_WRITTEN PROBLEM_: Images are not part of the copy; write out the rest of the data exactly as given.

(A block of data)
================================

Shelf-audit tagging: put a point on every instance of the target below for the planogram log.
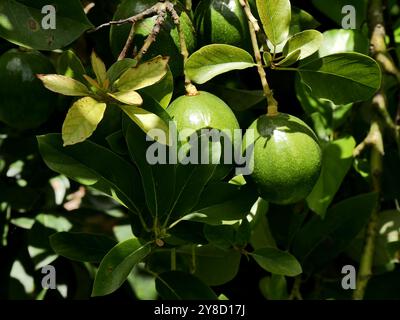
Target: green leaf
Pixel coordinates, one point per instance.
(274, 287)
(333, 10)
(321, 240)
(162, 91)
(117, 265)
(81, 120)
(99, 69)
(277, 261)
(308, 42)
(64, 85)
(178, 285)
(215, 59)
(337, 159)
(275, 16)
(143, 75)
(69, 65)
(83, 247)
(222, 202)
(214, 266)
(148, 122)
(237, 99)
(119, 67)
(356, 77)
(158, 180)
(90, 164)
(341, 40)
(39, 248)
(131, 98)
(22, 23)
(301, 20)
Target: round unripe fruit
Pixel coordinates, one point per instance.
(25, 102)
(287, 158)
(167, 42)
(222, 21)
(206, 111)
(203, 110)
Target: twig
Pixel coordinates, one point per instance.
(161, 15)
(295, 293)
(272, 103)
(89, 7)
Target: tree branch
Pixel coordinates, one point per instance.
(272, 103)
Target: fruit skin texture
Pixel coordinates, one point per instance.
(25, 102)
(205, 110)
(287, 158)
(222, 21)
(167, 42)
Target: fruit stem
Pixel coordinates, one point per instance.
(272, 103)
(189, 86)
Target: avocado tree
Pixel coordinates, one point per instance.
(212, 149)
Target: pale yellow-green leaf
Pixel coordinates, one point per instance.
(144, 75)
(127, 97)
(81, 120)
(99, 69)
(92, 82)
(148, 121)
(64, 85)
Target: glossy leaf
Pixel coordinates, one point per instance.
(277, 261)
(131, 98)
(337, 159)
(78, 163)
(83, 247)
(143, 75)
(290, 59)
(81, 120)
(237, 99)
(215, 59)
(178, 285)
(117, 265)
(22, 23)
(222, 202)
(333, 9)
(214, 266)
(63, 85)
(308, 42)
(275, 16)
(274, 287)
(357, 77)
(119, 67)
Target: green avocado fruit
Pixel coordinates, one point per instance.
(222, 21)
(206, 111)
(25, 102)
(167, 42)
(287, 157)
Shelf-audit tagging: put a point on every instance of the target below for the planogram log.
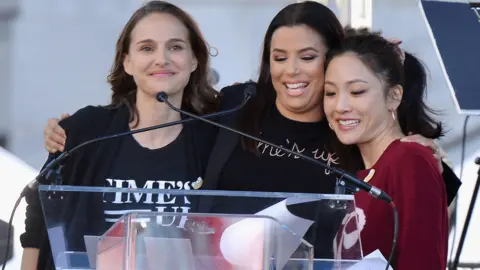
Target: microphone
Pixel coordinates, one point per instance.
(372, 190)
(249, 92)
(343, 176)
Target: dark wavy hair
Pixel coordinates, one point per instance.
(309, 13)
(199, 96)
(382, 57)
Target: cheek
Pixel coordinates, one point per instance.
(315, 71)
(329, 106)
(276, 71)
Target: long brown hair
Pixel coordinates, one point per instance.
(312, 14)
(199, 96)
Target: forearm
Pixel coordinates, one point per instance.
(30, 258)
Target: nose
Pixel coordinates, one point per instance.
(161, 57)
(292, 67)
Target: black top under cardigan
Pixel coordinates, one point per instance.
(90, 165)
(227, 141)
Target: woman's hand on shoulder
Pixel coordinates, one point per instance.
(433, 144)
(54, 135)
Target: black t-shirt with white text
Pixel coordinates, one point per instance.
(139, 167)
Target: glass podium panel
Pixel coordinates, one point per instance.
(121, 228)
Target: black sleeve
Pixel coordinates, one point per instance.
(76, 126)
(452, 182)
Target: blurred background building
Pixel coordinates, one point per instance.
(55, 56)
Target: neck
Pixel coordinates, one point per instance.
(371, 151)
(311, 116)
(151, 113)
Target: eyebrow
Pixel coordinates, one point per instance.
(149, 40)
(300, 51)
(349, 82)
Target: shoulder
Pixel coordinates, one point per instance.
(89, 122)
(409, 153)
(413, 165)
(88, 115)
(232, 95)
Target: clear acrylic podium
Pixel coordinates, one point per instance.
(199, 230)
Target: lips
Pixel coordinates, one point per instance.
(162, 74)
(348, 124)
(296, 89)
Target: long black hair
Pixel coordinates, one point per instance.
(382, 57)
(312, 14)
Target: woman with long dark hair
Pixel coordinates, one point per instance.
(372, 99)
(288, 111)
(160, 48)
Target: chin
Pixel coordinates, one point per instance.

================================

_COMPLETE ANSWER_:
Shelf-audit tagging: put a point on every instance of the target below for the planogram log.
Target: green leaf
Pixel coordinates, one point per instance.
(274, 287)
(333, 10)
(321, 240)
(162, 91)
(117, 265)
(81, 120)
(99, 69)
(277, 261)
(308, 42)
(64, 85)
(178, 285)
(215, 59)
(337, 159)
(275, 16)
(143, 75)
(69, 65)
(83, 247)
(222, 202)
(214, 266)
(148, 122)
(237, 99)
(119, 67)
(356, 77)
(158, 180)
(90, 164)
(341, 40)
(39, 248)
(131, 98)
(22, 23)
(301, 20)
Target: round unripe fruit
Pixel coordinates, one point per instance.
(25, 102)
(287, 158)
(167, 42)
(222, 21)
(206, 111)
(203, 110)
Target: twig
Pixel coordinates, one point per instance.
(161, 15)
(295, 293)
(272, 103)
(89, 7)
Target: tree branch
Pixel coordinates, one point per instance.
(272, 103)
Target: fruit skin texture
Pixel coordinates, one point per instance.
(25, 102)
(205, 110)
(287, 158)
(222, 21)
(167, 42)
Target: fruit stem
Pixel coordinates, one point per instance.
(272, 103)
(189, 86)
Target: avocado tree
Pixel coordinates, one point per instance.
(212, 149)
Target: pale yellow-green leaf
Pixel coordinates, one point per instance.
(144, 75)
(127, 97)
(81, 120)
(99, 69)
(92, 82)
(148, 121)
(64, 85)
Target: glossy leaf
Pixel coordinates, one point per instance.
(277, 261)
(131, 98)
(337, 159)
(78, 163)
(83, 247)
(143, 75)
(290, 59)
(81, 120)
(237, 99)
(215, 59)
(178, 285)
(117, 265)
(22, 23)
(222, 202)
(333, 9)
(214, 266)
(63, 85)
(308, 42)
(275, 16)
(274, 287)
(357, 77)
(119, 67)
Target: green avocado fruit
Pixel coordinates, one point per instance.
(222, 21)
(206, 111)
(25, 102)
(167, 42)
(287, 157)
Shelf-audit tagging: put a point on every instance of the target below for the planogram log.
Target: microphone
Pixel coordinates, one point per instance.
(372, 190)
(249, 92)
(343, 176)
Target: dark wavy hair
Pixel coordinates, one point per instance.
(309, 13)
(199, 96)
(382, 57)
Target: cheek
Pixel coordinates, one point per instance.
(315, 71)
(329, 106)
(276, 71)
Target: long brown hair
Pixel coordinates, one point per instance.
(312, 14)
(199, 96)
Target: forearm
Pixel coordinates, one point per instance.
(30, 258)
Target: nose
Pixel coordinates, one point per instance.
(161, 57)
(292, 67)
Target: black top under cardigan
Pixel coordinates, one point per instance.
(90, 165)
(227, 141)
Target: woman's hand on shoulder
Pixel coordinates, one point per instance.
(433, 144)
(54, 135)
Target: black t-shirt with white text
Pixel coordinates, one point per instance.
(139, 167)
Target: glass podium panel
Pixel coordinates, one point per instance.
(121, 228)
Target: black sleeve
Pixel coordinates, one point per instance.
(76, 126)
(452, 182)
Target: blurred background building
Pixel coordinates, one point per instance.
(55, 56)
Target: neck
Pixel coordinates, one point per instance.
(371, 151)
(311, 116)
(151, 113)
Target: eyebrow
Pixel coordinates, one point per instance.
(149, 40)
(300, 51)
(349, 82)
Target: shoulder
Pixel coordinates, one point per instance.
(89, 122)
(409, 153)
(413, 165)
(88, 115)
(232, 95)
Target: clear acrylic podium
Pixel coordinates, one point per instance.
(199, 230)
Target: lips
Pixel coordinates, one point per instance.
(162, 74)
(348, 124)
(296, 89)
Target: long black hair
Pixel coordinates, one point per instance.
(382, 57)
(312, 14)
Target: woman with long dark hair
Pixel coordinates, one point per instance.
(372, 99)
(288, 111)
(160, 48)
Target: chin
Pixel coordinates, one point per instance.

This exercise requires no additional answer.